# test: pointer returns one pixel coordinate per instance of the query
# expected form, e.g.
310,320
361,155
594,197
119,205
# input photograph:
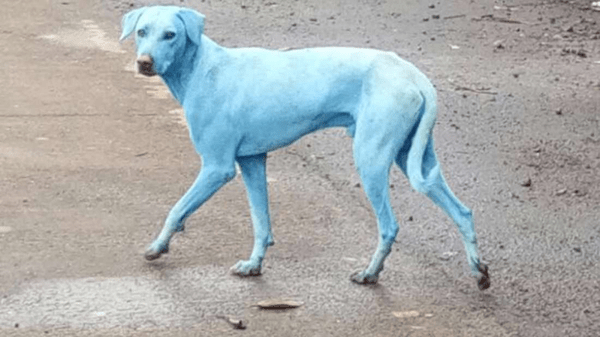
------------------------------------------------
## Instructions for the task
Write the entries out again exactly as they appear, with the pictures omitted.

## Result below
# test: pointer returns one pixel coordinate per instance of the query
# expected form, e.g.
310,320
361,155
594,197
119,205
# input photograph:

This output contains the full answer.